Exercise aim: Reproduce verbatim the portion of the passage on Marianne Williamson that runs from "Based on my" up to and including "has no reality.".

Based on my study of her two specifically political books (Healing the Soul of America and A Politics of Love), along with attendance at her lectures and a three-day seminar, personal interviews, and especially considering her own guiding light, Helen Schucman's A Course in Miracles, let me share with you what I think viewers should know about Marianne Williamson before next Thursday's debate. For me, the following seems to encapsulate her basic vision and platform:

  • We are living imprisoned in something very like Plato's Cave. What's happening in "the news" is nothing more than shadow-play. It's all kabuki theater. It has no reality.
  • The truth is 180 degrees opposite of what the talking heads tell us there. Our attitude to the news and statements of our politicians should be like that of Russians to the official line articulated in Pravda (Truth!) before the collapse of the USSR: if they say "black," think "white." If they say "peace," think "war." If they say "good," think "bad."
  • Child welfare should be the center of any serious long-range economic planning. There should be a cabinet-level Secretary of Children and Youth whose purpose would be to transform childhood experience in the United States. All U.S. schools should be "palaces of learning and joy;" libraries should be "temples of arts and literacy."

Recorded data:
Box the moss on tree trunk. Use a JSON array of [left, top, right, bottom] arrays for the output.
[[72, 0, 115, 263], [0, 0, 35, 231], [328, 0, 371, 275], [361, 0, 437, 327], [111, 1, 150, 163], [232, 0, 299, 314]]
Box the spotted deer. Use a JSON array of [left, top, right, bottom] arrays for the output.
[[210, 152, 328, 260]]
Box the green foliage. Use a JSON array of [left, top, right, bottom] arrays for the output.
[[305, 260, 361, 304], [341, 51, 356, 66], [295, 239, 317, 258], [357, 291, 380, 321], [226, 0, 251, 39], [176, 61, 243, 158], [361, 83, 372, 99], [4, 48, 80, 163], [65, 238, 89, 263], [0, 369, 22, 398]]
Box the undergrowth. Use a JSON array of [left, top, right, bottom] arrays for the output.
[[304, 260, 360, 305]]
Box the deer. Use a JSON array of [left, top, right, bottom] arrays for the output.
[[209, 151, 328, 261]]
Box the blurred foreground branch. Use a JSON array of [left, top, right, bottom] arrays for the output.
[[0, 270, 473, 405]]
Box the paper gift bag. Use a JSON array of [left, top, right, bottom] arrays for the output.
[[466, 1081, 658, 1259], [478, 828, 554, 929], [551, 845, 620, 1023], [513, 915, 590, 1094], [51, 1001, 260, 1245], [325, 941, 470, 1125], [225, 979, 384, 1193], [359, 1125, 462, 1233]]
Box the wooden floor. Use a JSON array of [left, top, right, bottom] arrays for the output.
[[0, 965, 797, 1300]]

Output:
Based on my study of her two specifically political books (Healing the Soul of America and A Politics of Love), along with attendance at her lectures and a three-day seminar, personal interviews, and especially considering her own guiding light, Helen Schucman's A Course in Miracles, let me share with you what I think viewers should know about Marianne Williamson before next Thursday's debate. For me, the following seems to encapsulate her basic vision and platform:

  • We are living imprisoned in something very like Plato's Cave. What's happening in "the news" is nothing more than shadow-play. It's all kabuki theater. It has no reality.